Goal of the exercise: Could you repeat the material below word for word, every line of it, with the pictures left out?

Dataset entries:

((

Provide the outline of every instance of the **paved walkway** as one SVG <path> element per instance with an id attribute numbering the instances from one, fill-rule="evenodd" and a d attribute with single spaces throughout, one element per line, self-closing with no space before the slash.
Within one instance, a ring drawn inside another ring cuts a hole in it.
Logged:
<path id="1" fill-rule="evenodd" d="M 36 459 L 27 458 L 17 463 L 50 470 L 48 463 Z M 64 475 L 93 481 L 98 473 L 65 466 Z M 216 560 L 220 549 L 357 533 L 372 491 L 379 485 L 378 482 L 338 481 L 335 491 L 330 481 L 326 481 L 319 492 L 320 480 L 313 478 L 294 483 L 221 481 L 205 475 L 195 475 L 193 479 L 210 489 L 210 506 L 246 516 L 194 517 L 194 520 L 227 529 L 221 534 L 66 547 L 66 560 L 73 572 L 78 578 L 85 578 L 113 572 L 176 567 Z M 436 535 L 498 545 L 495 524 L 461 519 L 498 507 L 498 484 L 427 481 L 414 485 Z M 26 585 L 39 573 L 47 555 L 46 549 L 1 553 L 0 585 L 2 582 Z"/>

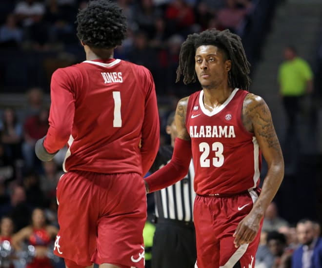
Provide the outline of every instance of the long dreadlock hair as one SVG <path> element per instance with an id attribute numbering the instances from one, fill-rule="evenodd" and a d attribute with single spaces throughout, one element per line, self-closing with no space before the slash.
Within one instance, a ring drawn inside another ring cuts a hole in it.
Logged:
<path id="1" fill-rule="evenodd" d="M 188 36 L 182 43 L 179 55 L 179 66 L 177 69 L 177 80 L 183 76 L 183 82 L 187 84 L 196 82 L 195 56 L 196 50 L 201 45 L 216 46 L 231 61 L 231 69 L 228 74 L 229 86 L 248 90 L 250 84 L 250 64 L 246 58 L 242 39 L 229 30 L 220 31 L 216 29 L 206 30 L 200 34 Z"/>

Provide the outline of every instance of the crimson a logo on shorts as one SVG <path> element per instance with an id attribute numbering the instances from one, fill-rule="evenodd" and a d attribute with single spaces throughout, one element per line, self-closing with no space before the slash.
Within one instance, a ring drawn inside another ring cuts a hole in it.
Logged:
<path id="1" fill-rule="evenodd" d="M 227 121 L 230 121 L 231 120 L 231 119 L 233 118 L 233 116 L 231 115 L 231 114 L 227 114 L 225 116 L 225 119 L 227 120 Z"/>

))

Worked answer:
Provide the outline of every instance of the **paved walkway** as one SVG <path> element per instance with an id attribute numbering the instances from one, fill-rule="evenodd" and a d attribute with single spaces throughout, one element per line, self-closing with no space before the slash.
Within one instance, a ring drawn inside another ring cuts a hole in it.
Logged:
<path id="1" fill-rule="evenodd" d="M 36 459 L 27 458 L 17 463 L 50 470 L 48 463 Z M 64 475 L 93 481 L 98 473 L 65 466 Z M 216 560 L 220 549 L 357 533 L 372 491 L 379 485 L 378 482 L 338 481 L 335 491 L 330 481 L 326 481 L 319 492 L 320 480 L 313 478 L 294 483 L 221 481 L 205 475 L 195 475 L 193 479 L 210 489 L 210 506 L 246 516 L 194 517 L 194 520 L 227 529 L 221 534 L 66 547 L 66 560 L 73 572 L 78 578 L 85 578 L 113 572 L 176 567 Z M 436 535 L 498 545 L 495 524 L 461 519 L 498 507 L 498 484 L 427 481 L 414 485 Z M 26 585 L 39 573 L 47 555 L 46 549 L 1 553 L 0 585 L 2 582 Z"/>

Provide the outline of every instance of the long dreadlock hair as one SVG <path> element per instance with an id attribute numbering the instances from one, fill-rule="evenodd" and a d attribute with single spaces throughout, one element per line, self-closing with no space before the slash.
Within one instance, a ring drawn inside another ring cuts a hole in it.
Logged:
<path id="1" fill-rule="evenodd" d="M 188 36 L 182 43 L 179 55 L 179 66 L 177 69 L 177 80 L 183 76 L 183 82 L 187 84 L 196 82 L 195 56 L 196 50 L 201 45 L 216 46 L 231 61 L 231 69 L 228 74 L 229 86 L 248 90 L 250 84 L 250 64 L 246 58 L 242 39 L 229 30 L 220 31 L 216 29 L 206 30 L 200 34 Z"/>

Provide the outline of every instance of the crimson a logo on shorts as one SVG <path> element per instance with an id attribute numbering the instances from one, fill-rule="evenodd" and a d attribute with single spaces throughout, one element per line, self-closing with no space before the slash.
Within one instance, a ring drawn inside another ring cuts a hole in it.
Logged:
<path id="1" fill-rule="evenodd" d="M 227 121 L 230 121 L 231 120 L 231 119 L 233 118 L 233 116 L 231 115 L 231 114 L 227 114 L 225 116 L 225 119 L 227 120 Z"/>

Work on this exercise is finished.